- _REQUEST_: Reproduce the records word for word, starting at the very beginning and ending at the line that contains "[[750, 264]]", including that line.

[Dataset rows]
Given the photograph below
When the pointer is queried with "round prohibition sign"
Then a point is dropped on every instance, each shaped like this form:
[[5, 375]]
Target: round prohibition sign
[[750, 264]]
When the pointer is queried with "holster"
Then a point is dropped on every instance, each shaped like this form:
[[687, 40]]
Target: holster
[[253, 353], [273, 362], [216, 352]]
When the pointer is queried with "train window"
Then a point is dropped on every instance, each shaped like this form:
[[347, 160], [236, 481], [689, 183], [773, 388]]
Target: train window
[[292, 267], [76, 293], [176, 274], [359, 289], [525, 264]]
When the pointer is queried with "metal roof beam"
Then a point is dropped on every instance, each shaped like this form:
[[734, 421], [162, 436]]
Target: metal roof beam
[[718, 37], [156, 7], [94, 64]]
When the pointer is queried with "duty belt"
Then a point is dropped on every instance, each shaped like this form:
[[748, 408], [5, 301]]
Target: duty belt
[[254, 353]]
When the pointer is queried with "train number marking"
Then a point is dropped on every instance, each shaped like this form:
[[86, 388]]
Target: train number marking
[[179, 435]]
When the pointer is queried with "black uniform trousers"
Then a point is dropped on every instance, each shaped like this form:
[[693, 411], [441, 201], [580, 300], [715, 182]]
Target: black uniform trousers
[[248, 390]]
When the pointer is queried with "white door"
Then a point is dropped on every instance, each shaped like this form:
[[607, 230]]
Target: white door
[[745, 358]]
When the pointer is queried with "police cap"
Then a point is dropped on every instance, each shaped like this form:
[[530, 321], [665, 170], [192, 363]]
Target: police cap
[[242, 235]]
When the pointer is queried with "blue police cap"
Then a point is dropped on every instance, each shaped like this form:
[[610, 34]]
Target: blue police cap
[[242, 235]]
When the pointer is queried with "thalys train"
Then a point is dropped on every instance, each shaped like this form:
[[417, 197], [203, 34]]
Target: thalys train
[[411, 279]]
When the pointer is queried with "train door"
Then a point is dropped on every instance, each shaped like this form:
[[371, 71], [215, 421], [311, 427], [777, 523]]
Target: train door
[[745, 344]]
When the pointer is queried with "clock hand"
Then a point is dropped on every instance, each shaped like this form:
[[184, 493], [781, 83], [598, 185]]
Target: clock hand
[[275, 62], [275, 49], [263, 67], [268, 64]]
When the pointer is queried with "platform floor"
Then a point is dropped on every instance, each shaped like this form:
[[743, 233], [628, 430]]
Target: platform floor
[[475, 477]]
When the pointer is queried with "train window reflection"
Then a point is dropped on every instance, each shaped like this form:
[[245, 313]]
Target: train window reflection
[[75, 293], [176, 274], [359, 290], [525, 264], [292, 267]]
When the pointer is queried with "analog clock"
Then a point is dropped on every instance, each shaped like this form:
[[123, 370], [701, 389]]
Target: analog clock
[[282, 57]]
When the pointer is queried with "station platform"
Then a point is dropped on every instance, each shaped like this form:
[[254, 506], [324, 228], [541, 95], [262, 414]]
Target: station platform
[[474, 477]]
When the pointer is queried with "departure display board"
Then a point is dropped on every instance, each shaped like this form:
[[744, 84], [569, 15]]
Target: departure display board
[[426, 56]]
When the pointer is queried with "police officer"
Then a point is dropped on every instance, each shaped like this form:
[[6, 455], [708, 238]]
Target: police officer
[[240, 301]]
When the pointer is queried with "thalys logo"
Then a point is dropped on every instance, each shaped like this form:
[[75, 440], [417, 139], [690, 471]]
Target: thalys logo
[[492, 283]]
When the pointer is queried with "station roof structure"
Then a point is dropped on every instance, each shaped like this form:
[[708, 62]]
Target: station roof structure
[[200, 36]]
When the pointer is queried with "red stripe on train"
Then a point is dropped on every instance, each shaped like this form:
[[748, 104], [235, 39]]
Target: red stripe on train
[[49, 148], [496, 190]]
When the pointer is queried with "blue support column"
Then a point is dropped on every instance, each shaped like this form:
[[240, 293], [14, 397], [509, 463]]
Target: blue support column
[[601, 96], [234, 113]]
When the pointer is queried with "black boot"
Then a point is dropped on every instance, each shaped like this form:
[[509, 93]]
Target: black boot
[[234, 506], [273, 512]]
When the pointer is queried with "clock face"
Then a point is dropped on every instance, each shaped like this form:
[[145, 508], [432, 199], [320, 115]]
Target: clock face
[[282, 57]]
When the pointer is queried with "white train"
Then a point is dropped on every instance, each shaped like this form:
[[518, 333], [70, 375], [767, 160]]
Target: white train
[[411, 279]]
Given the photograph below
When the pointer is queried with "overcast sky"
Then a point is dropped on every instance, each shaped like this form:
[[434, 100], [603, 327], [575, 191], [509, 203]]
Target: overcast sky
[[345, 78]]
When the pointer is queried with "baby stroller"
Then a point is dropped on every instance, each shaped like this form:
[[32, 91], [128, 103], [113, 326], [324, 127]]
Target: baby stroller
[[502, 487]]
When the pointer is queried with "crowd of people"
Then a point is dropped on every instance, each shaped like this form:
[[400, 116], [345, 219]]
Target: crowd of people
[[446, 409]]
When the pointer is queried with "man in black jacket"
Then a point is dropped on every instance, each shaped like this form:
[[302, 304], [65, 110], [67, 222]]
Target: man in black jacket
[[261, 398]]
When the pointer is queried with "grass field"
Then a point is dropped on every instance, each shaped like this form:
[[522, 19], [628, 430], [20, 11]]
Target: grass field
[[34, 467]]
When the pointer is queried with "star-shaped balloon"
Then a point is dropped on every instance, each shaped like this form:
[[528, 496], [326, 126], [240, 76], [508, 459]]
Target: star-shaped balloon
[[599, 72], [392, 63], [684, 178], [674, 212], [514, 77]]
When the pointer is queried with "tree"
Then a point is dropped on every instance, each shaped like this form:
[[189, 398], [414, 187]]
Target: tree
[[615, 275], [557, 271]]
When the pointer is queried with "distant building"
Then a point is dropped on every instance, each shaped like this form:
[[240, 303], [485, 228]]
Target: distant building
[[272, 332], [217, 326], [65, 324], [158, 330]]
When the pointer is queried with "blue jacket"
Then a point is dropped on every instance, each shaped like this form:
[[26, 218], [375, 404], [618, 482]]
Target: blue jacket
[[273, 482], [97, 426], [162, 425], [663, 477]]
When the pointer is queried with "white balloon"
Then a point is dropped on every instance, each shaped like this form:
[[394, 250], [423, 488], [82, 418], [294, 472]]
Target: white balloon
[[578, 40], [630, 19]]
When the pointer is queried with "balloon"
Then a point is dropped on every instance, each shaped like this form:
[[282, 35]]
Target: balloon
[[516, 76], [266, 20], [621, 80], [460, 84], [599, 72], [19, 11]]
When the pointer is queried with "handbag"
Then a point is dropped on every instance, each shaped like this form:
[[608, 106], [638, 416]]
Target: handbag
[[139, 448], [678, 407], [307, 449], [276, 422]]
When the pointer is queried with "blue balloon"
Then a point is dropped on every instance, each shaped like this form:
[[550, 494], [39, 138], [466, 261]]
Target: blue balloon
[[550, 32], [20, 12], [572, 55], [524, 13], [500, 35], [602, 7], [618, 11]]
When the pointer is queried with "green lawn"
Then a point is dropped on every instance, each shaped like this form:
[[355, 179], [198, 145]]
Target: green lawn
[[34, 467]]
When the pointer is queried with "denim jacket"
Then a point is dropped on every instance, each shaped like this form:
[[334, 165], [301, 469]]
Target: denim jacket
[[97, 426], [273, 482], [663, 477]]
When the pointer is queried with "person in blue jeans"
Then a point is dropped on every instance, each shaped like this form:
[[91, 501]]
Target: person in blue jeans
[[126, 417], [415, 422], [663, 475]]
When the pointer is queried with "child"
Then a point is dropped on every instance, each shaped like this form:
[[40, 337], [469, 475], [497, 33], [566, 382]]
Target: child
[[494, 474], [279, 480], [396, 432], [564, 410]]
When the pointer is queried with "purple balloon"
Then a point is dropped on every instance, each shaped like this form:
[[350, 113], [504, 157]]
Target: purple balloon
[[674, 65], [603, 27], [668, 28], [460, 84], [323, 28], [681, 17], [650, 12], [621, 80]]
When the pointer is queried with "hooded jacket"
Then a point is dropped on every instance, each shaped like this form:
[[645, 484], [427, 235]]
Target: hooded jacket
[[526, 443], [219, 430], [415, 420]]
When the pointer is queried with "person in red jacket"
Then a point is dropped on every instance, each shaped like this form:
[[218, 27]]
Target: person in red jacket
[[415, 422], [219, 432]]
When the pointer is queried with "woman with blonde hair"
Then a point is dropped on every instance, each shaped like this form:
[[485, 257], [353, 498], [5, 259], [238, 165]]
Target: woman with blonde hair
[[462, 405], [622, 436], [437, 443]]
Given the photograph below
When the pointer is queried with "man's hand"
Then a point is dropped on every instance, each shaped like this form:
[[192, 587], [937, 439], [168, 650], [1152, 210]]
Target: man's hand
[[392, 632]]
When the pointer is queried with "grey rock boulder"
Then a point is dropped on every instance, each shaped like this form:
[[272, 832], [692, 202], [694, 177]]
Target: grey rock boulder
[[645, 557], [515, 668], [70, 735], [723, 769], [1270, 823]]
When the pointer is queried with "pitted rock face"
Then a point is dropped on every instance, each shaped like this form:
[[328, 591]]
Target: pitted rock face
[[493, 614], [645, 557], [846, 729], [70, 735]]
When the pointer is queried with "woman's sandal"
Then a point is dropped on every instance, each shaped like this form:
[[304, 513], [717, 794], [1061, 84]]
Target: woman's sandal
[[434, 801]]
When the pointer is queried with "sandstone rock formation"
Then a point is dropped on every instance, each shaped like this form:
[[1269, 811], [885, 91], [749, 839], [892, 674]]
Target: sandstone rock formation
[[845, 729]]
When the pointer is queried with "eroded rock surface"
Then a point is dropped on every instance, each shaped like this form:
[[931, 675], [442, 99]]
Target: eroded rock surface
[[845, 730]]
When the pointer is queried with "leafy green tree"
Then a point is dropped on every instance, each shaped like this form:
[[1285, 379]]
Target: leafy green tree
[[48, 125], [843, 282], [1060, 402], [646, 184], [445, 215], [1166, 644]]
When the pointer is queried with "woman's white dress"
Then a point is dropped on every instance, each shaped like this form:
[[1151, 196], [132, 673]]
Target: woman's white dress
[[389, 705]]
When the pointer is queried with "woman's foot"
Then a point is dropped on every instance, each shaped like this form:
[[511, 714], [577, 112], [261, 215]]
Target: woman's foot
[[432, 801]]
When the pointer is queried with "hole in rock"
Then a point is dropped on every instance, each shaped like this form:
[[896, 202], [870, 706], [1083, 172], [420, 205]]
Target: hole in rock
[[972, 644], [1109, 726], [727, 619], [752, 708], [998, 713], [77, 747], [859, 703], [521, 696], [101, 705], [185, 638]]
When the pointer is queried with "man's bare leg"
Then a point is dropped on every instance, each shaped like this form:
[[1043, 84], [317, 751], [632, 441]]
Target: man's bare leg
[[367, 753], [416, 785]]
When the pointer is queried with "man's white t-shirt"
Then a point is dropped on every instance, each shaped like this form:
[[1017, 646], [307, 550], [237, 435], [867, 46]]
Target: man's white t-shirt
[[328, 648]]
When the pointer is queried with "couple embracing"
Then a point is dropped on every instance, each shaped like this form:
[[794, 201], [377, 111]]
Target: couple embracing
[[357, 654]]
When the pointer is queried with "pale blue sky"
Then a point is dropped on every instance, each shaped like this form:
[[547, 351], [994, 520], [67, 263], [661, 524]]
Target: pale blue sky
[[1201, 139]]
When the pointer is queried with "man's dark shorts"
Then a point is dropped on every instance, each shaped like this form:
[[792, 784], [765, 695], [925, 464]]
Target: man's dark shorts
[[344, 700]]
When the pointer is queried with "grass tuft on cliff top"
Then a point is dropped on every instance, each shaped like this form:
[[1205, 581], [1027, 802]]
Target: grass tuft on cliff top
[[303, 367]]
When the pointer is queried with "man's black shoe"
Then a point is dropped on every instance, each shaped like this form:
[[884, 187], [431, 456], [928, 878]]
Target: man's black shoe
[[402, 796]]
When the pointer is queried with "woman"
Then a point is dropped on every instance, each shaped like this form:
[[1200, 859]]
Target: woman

- _ANSWER TO THE PROBLEM_:
Given the photograph below
When the pointer is queried with "round prohibition sign"
Then a point is dropped on every instance, each shaped like this form:
[[5, 375]]
Target: round prohibition sign
[[750, 264]]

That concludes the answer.